▶ **Explore the material**:
a – In the passage on the daprodustat trials, what was the median follow-up period for major adverse cardiovascular events in the dialysis trial?
b – Extend the passage on the daprodustat trials, beginning right after its final sentence.

▶ **Extract to read**:
In one trial, Dr Singh and colleagues randomly assigned 1487 patients undergoing dialysis to receive daprodustat, a hypoxia-inducible factor prolyl hydroxylase inhibitor (HIF-PHI), and 1477 to receive an injectable ESA (epoetin alfa for those on hemodialysis and darbepoetin alfa for those on peritoneal dialysis). The mean change in hemoglobin from baseline to weeks 28 through 52 was 0.28 g/dL in the daprodustat recipients and 0.10 g/dL in the ESA group, a difference of 0.18 g/dL that met the prespecified noninferiority margin of -0.75 g/dL, Dr Singh reported.

During a median follow-up of 2.5 years, a major adverse cardiovascular event (MACE) occurred in 374 daprodustat recipients (25.2%) and 394 ESA-treated patients (26.7%), which also met the prespecified noninferiority margin for daprodutstat, according to the investigators.

In the other trial, the investigators randomly assigned 1937 patients with nondialysis CKD to receive daprodustat and 1935 to receive darbepoetin alfa. The mean baseline hemoglobin levels were similar in both groups. The mean change in hemoglobin level from baseline to weeks 28 through 52 was 0.74 g/dL for daprodustat recipients and 0.66 g/dL for those treated with darbepoetin alfa, a difference of 0.08 g/dL, which met the prespecified noninferiority margin of -0.75 g/dL.

▶ **Provided records**:

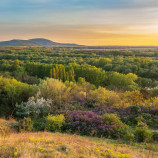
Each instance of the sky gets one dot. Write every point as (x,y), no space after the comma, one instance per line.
(87,22)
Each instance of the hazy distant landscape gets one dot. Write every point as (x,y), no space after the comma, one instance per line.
(79,79)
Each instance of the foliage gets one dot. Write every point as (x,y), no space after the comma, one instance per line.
(54,123)
(26,124)
(89,123)
(12,92)
(142,133)
(34,108)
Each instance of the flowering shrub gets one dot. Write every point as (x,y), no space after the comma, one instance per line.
(130,114)
(33,108)
(26,124)
(142,132)
(54,123)
(89,123)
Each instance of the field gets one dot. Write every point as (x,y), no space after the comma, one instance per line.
(47,145)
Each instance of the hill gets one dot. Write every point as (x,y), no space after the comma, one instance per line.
(36,42)
(19,43)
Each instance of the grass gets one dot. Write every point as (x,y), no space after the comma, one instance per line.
(58,145)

▶ **Solved tasks**:
a – 2.5 years

b –
During a median follow-up of 1.9 years, a first MACE occurred in 378 patients (19.5%) in the daprodustat group and 371 darbopoetin alfa recipients (19.2%), which met the prespecified noninferiority margin of 1.25, according to the investigators.

For both trials, investigators defined MACE as a composite of death from any cause, nonfatal myocardial infarction, or nonfatal stroke.

Disclosure: The trials were funded by GlaxoSmithKline, which is developing daprodustat.

References

Singh AK, Carroll K, Perkovic V, et al. ASCEND Program: Efficacy and safety from ASCEND-D and –ND and overall MACE finding. Presented at: Kidney Week 2021, November 2-7, 2021. Abstract: FR-OR66.

Singh AK, Carroll K, Perkovic V, et al. Daprodustat for the treatment of anemia in patients undergoing dialysis. N Engl J Med. Published online November 5, 2021.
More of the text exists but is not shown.